**Do this**
Output every line of the items below as a Markdown table with the columns No. and Line. Number each row, and omit blank lines.

BEGIN Dataset extract

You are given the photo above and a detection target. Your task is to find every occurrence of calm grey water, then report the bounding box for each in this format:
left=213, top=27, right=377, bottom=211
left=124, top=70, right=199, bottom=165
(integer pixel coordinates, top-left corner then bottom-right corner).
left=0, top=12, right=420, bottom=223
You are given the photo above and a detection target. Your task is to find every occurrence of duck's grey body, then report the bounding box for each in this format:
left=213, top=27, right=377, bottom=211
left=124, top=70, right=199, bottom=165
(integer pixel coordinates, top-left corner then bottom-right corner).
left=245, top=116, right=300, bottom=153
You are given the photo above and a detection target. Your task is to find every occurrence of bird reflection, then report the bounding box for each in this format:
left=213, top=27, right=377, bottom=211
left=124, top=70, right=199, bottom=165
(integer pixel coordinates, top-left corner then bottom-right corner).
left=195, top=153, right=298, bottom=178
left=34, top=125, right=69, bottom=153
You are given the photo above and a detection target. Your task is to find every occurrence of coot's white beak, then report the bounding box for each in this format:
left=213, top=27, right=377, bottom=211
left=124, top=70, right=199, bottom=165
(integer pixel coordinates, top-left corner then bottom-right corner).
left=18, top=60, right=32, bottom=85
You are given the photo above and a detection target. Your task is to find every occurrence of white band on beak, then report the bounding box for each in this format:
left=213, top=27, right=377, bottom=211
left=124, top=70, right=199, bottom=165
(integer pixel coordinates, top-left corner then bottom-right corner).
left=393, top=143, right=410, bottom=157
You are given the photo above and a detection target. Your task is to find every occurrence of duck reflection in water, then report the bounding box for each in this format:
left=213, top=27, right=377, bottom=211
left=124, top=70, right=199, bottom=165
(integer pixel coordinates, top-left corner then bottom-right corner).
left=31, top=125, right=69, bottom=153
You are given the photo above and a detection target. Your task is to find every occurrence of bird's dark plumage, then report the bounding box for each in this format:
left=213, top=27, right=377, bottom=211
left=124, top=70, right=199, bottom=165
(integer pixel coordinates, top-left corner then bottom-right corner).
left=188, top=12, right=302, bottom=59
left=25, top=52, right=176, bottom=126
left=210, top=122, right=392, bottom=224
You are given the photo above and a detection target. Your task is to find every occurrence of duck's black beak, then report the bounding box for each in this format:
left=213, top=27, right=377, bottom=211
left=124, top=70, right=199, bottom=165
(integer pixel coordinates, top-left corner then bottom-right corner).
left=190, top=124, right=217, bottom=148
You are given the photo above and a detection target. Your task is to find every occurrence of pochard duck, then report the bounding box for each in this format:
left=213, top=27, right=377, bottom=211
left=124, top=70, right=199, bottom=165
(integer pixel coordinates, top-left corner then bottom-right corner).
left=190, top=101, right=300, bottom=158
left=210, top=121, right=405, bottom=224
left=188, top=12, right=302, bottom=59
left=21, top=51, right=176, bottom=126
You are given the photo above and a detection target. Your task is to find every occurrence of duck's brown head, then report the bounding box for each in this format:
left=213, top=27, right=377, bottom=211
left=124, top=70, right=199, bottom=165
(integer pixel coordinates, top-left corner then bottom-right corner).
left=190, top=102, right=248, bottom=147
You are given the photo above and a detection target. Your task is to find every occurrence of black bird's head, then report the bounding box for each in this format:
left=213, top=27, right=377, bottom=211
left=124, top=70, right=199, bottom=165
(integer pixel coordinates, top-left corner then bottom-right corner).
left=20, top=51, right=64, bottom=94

END Dataset extract

**Full response**
| No. | Line |
|---|---|
| 1 | You are given the photo above and a detection target. Your task is to find every occurrence of calm grey water, then report the bounding box for each in this format: |
| 2 | left=213, top=27, right=377, bottom=211 |
| 3 | left=124, top=70, right=199, bottom=165 |
| 4 | (integer pixel coordinates, top-left corner then bottom-right corner). |
| 5 | left=0, top=12, right=420, bottom=223 |
| 6 | You are given the photo above and a detection target. Your task is to find every occurrence of duck's grey body, then report the bounding box for each in this format: |
| 7 | left=213, top=27, right=377, bottom=211 |
| 8 | left=124, top=70, right=199, bottom=165 |
| 9 | (integer pixel coordinates, top-left corner then bottom-right corner). |
| 10 | left=245, top=116, right=300, bottom=153 |
| 11 | You are given the photo above and a detection target. Your task is to find every occurrence of bird reflection, then report the bounding box for each in this format: |
| 12 | left=213, top=27, right=377, bottom=211 |
| 13 | left=124, top=70, right=199, bottom=165 |
| 14 | (integer pixel coordinates, top-left corner then bottom-right corner). |
| 15 | left=195, top=153, right=298, bottom=178 |
| 16 | left=34, top=125, right=69, bottom=153 |
| 17 | You are given the photo above and a detection target. Your task is to find every occurrence of coot's white beak, then report the bounding box for each in this format: |
| 18 | left=213, top=27, right=377, bottom=211 |
| 19 | left=124, top=70, right=199, bottom=165 |
| 20 | (integer pixel coordinates, top-left corner then bottom-right corner). |
| 21 | left=18, top=60, right=32, bottom=85 |
| 22 | You are given the photo above and a detection target. Your task is to find every occurrence of white band on beak, then report the bounding box for each in this format: |
| 23 | left=213, top=27, right=377, bottom=211 |
| 24 | left=124, top=70, right=199, bottom=165 |
| 25 | (integer pixel coordinates, top-left corner then bottom-right corner). |
| 26 | left=393, top=143, right=410, bottom=157 |
| 27 | You are given the photo above and a detection target. Your task is to find every occurrence of duck reflection in water, then report the bounding box for each in this format: |
| 28 | left=213, top=27, right=377, bottom=211 |
| 29 | left=124, top=70, right=199, bottom=165 |
| 30 | (integer pixel coordinates, top-left corner then bottom-right corner). |
| 31 | left=31, top=125, right=69, bottom=153 |
| 32 | You are given the photo above and a detection target. Your task is to find every occurrence of bird's dark plumage, then report the bounding box for each in this format: |
| 33 | left=213, top=27, right=377, bottom=211 |
| 34 | left=124, top=70, right=199, bottom=165 |
| 35 | (integer pixel coordinates, top-left corner then bottom-right corner). |
| 36 | left=188, top=12, right=302, bottom=59 |
| 37 | left=25, top=52, right=176, bottom=126 |
| 38 | left=210, top=122, right=392, bottom=224 |
| 39 | You are given the photo above and a detection target. Your task is to find every occurrence of duck's black beak, then report the bounding box for each in this format: |
| 40 | left=213, top=27, right=377, bottom=211 |
| 41 | left=124, top=70, right=199, bottom=165 |
| 42 | (integer pixel coordinates, top-left corner then bottom-right corner). |
| 43 | left=190, top=124, right=217, bottom=148 |
| 44 | You are given the photo above and a detection target. Your task is to find every occurrence of pochard duck, then report the bounding box for each in this format: |
| 45 | left=213, top=27, right=377, bottom=211 |
| 46 | left=124, top=70, right=199, bottom=165 |
| 47 | (integer pixel coordinates, top-left corner then bottom-right corner). |
| 48 | left=190, top=101, right=300, bottom=158 |
| 49 | left=210, top=121, right=405, bottom=224 |
| 50 | left=188, top=12, right=302, bottom=59 |
| 51 | left=21, top=51, right=176, bottom=126 |
| 52 | You are given the photo above and a detection target. Your task is to find every occurrence of duck's brown head, then report the bounding box for each in this format: |
| 53 | left=213, top=27, right=377, bottom=211 |
| 54 | left=124, top=70, right=199, bottom=165 |
| 55 | (integer pixel coordinates, top-left corner then bottom-right corner). |
| 56 | left=190, top=102, right=248, bottom=147 |
| 57 | You are given the photo above and a detection target. Your task is to find every occurrence of black bird's head, then report the bounding box for each in this format: |
| 58 | left=213, top=27, right=377, bottom=211 |
| 59 | left=124, top=70, right=199, bottom=165 |
| 60 | (integer pixel coordinates, top-left corner then bottom-right corner). |
| 61 | left=20, top=51, right=64, bottom=94 |